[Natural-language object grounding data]
=== Section Start ===
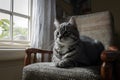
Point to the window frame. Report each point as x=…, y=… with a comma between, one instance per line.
x=11, y=13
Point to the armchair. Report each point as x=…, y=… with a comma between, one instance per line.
x=96, y=25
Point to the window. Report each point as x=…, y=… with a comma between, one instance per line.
x=15, y=20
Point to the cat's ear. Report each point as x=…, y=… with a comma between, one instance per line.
x=72, y=21
x=56, y=23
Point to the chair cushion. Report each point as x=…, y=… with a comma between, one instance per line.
x=47, y=71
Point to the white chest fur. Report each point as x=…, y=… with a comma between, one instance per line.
x=62, y=49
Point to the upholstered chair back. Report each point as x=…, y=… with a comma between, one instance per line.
x=97, y=26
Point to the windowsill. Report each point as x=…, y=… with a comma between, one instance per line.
x=11, y=54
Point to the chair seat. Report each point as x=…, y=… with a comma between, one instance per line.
x=46, y=71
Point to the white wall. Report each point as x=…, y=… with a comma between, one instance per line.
x=111, y=5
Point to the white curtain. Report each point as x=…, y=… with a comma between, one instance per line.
x=42, y=24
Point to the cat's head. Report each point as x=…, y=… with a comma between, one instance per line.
x=66, y=32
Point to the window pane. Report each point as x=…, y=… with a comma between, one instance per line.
x=21, y=6
x=20, y=28
x=4, y=26
x=5, y=4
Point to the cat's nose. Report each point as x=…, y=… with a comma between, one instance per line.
x=60, y=37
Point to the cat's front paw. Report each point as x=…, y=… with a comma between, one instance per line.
x=64, y=64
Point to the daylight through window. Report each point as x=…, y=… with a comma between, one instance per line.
x=15, y=18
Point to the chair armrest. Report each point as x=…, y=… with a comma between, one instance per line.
x=109, y=57
x=29, y=59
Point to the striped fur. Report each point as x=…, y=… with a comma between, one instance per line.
x=71, y=49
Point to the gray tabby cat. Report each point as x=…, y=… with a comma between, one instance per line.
x=72, y=50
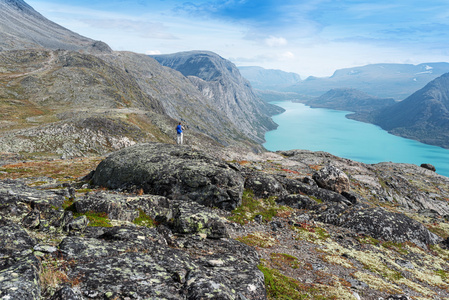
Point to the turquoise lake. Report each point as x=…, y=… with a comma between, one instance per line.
x=318, y=129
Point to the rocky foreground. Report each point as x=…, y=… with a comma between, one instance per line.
x=159, y=221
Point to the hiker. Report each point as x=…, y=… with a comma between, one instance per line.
x=179, y=130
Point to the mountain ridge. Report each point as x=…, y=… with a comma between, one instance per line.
x=423, y=116
x=220, y=81
x=22, y=27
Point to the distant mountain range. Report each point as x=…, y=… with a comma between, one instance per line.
x=374, y=93
x=220, y=81
x=62, y=93
x=396, y=81
x=349, y=100
x=423, y=116
x=269, y=79
x=21, y=27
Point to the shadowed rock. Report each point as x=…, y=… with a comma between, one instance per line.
x=172, y=171
x=333, y=179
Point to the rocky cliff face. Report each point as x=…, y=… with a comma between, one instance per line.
x=301, y=224
x=226, y=90
x=424, y=116
x=94, y=100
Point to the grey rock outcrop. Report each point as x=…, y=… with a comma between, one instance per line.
x=172, y=171
x=332, y=178
x=21, y=27
x=220, y=82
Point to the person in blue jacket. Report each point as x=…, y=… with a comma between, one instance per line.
x=179, y=133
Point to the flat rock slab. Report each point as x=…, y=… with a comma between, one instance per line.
x=136, y=263
x=176, y=172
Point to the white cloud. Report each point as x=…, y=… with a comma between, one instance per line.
x=288, y=55
x=153, y=52
x=273, y=41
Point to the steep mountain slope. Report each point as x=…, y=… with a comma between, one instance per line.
x=396, y=81
x=95, y=100
x=423, y=116
x=227, y=91
x=267, y=79
x=21, y=27
x=350, y=100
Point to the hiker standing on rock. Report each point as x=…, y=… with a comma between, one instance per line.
x=179, y=132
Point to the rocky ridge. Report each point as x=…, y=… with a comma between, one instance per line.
x=221, y=83
x=21, y=27
x=327, y=226
x=423, y=116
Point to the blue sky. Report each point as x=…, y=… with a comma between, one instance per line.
x=309, y=37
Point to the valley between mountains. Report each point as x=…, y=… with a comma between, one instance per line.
x=98, y=202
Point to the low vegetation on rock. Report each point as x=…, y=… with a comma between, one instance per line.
x=64, y=236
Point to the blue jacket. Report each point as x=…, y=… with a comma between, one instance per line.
x=179, y=129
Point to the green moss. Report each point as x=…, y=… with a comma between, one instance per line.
x=282, y=260
x=311, y=233
x=69, y=205
x=258, y=239
x=368, y=240
x=96, y=219
x=316, y=199
x=281, y=287
x=83, y=191
x=398, y=247
x=443, y=274
x=252, y=207
x=144, y=220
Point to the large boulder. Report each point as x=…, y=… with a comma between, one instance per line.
x=380, y=224
x=333, y=179
x=136, y=263
x=176, y=172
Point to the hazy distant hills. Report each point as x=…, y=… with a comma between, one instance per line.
x=221, y=83
x=21, y=27
x=396, y=81
x=349, y=100
x=269, y=79
x=423, y=116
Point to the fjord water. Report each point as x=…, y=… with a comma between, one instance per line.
x=318, y=129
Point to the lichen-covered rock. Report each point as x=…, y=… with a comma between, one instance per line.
x=176, y=172
x=298, y=201
x=264, y=185
x=114, y=205
x=66, y=293
x=293, y=186
x=19, y=278
x=381, y=224
x=190, y=218
x=136, y=262
x=332, y=179
x=14, y=239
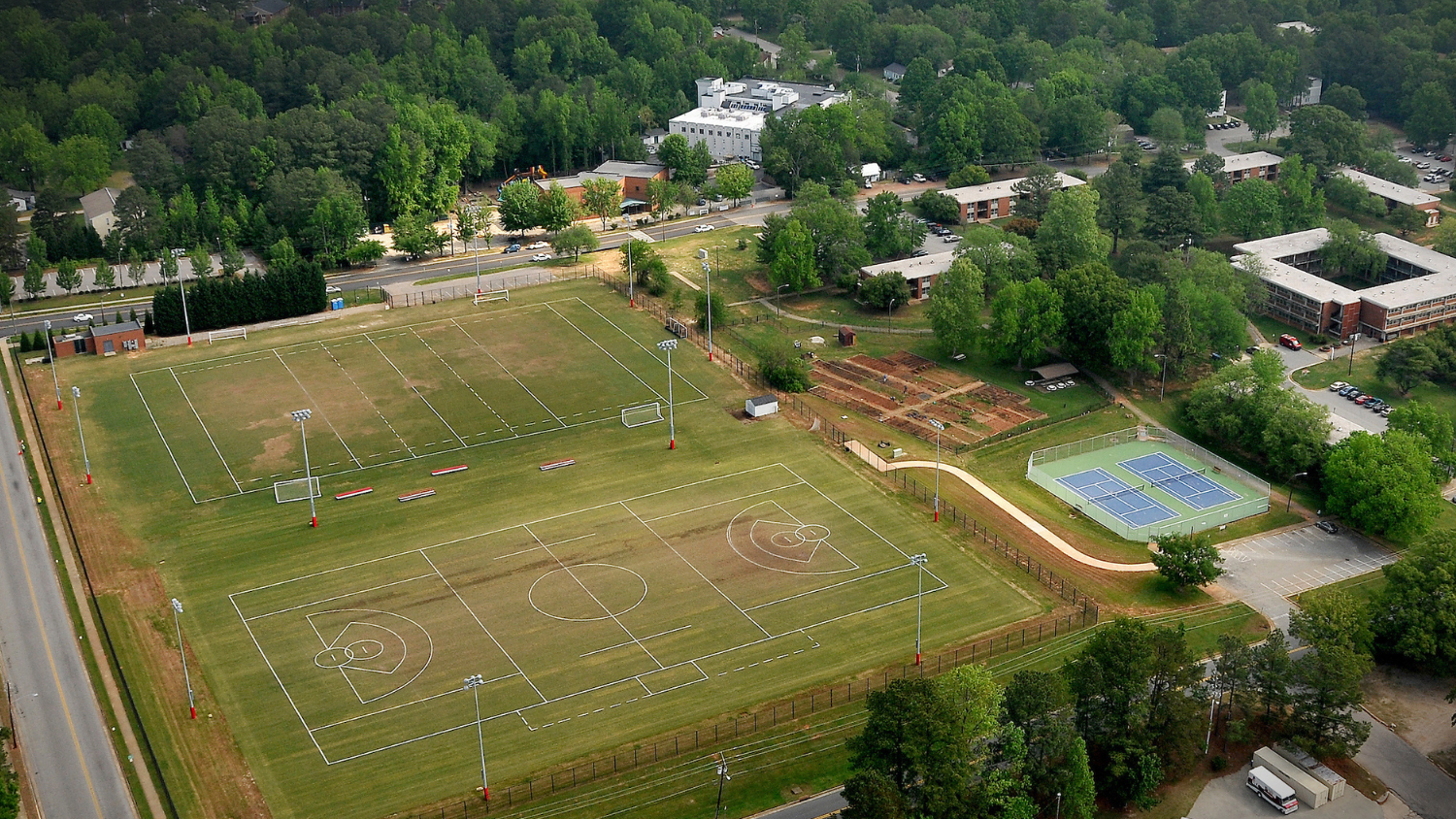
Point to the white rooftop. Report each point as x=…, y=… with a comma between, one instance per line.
x=1001, y=189
x=1389, y=189
x=913, y=268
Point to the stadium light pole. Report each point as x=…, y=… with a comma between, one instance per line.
x=50, y=345
x=472, y=684
x=76, y=402
x=672, y=426
x=308, y=475
x=1289, y=499
x=938, y=429
x=177, y=611
x=919, y=562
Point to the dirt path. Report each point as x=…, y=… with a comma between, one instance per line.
x=1051, y=539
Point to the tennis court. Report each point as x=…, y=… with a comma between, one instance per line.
x=1127, y=504
x=1191, y=486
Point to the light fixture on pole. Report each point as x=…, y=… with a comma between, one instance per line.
x=308, y=475
x=938, y=429
x=919, y=562
x=76, y=402
x=177, y=611
x=1289, y=501
x=50, y=346
x=722, y=777
x=672, y=426
x=472, y=684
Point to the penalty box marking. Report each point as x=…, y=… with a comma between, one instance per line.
x=521, y=672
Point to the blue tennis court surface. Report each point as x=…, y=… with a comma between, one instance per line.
x=1193, y=487
x=1126, y=502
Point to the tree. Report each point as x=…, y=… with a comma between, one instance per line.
x=885, y=290
x=1420, y=417
x=1120, y=201
x=1415, y=612
x=1325, y=700
x=574, y=242
x=794, y=258
x=602, y=198
x=967, y=175
x=938, y=207
x=520, y=207
x=1187, y=560
x=955, y=306
x=1069, y=233
x=1333, y=618
x=888, y=230
x=1383, y=484
x=736, y=180
x=1025, y=320
x=1036, y=191
x=1261, y=111
x=1251, y=209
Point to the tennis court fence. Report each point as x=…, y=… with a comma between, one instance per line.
x=1254, y=504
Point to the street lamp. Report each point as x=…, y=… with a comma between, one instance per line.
x=177, y=609
x=919, y=562
x=1289, y=501
x=938, y=429
x=76, y=402
x=672, y=426
x=722, y=777
x=472, y=684
x=50, y=345
x=308, y=475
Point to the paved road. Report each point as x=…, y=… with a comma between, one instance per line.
x=1424, y=787
x=61, y=732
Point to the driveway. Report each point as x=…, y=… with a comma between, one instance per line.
x=1267, y=569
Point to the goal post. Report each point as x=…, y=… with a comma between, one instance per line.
x=227, y=334
x=643, y=414
x=297, y=489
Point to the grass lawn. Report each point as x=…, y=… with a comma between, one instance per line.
x=628, y=595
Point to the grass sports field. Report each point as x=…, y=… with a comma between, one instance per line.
x=635, y=592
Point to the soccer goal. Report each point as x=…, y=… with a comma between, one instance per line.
x=643, y=414
x=299, y=489
x=227, y=334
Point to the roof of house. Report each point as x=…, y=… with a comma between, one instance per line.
x=913, y=268
x=1389, y=189
x=1001, y=189
x=99, y=203
x=1060, y=370
x=114, y=329
x=622, y=168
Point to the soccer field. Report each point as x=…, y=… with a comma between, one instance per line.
x=396, y=395
x=634, y=594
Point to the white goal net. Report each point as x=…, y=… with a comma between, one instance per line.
x=643, y=414
x=299, y=489
x=227, y=334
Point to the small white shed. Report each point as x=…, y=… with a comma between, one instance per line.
x=760, y=407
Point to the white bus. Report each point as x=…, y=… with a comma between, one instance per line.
x=1273, y=790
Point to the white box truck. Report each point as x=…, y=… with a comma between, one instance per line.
x=1273, y=790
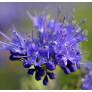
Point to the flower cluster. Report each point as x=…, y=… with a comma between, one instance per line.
x=57, y=44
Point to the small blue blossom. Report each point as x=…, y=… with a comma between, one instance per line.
x=57, y=44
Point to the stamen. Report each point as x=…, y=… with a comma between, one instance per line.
x=5, y=36
x=29, y=15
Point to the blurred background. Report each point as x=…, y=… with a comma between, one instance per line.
x=12, y=75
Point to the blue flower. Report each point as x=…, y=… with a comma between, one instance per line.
x=57, y=44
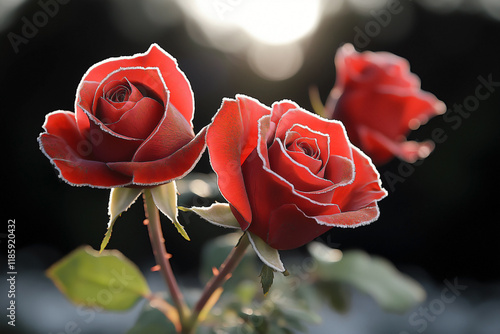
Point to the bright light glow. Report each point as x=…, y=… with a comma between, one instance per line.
x=278, y=21
x=366, y=6
x=276, y=62
x=267, y=21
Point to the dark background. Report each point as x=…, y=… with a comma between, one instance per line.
x=442, y=219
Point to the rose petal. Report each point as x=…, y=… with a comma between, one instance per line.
x=297, y=174
x=68, y=151
x=110, y=113
x=180, y=89
x=364, y=190
x=356, y=218
x=290, y=228
x=339, y=144
x=139, y=121
x=172, y=133
x=147, y=78
x=233, y=134
x=161, y=171
x=109, y=146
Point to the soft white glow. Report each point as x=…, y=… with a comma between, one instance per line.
x=279, y=21
x=268, y=21
x=275, y=62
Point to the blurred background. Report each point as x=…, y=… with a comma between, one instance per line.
x=441, y=223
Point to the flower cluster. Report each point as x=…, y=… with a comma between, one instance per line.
x=288, y=175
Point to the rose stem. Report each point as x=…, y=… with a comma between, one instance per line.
x=160, y=252
x=226, y=268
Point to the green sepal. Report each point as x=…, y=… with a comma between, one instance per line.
x=120, y=199
x=165, y=199
x=266, y=278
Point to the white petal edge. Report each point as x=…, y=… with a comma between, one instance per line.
x=165, y=198
x=266, y=253
x=219, y=214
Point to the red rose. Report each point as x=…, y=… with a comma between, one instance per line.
x=132, y=126
x=289, y=175
x=379, y=101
=== Section End ===
- **Task instructions**
Look above for the line containing "Point to the rose stem.". From there to the final line of the entries, repeat every line exactly.

- **Answer to this exercise**
Point to the rose stem. Report each point as x=…, y=… with a comma between, one instance per line.
x=160, y=252
x=226, y=268
Point to the green sepal. Report each point as x=…, y=… with a comma between, one instance per line.
x=120, y=199
x=165, y=199
x=266, y=278
Point to the white petal edge. Report each point as x=…, y=… with a comma between, one instance per line.
x=165, y=198
x=266, y=253
x=219, y=214
Point to the red rose. Report each point as x=…, y=… with a comma between, one instance per line.
x=132, y=126
x=289, y=175
x=379, y=101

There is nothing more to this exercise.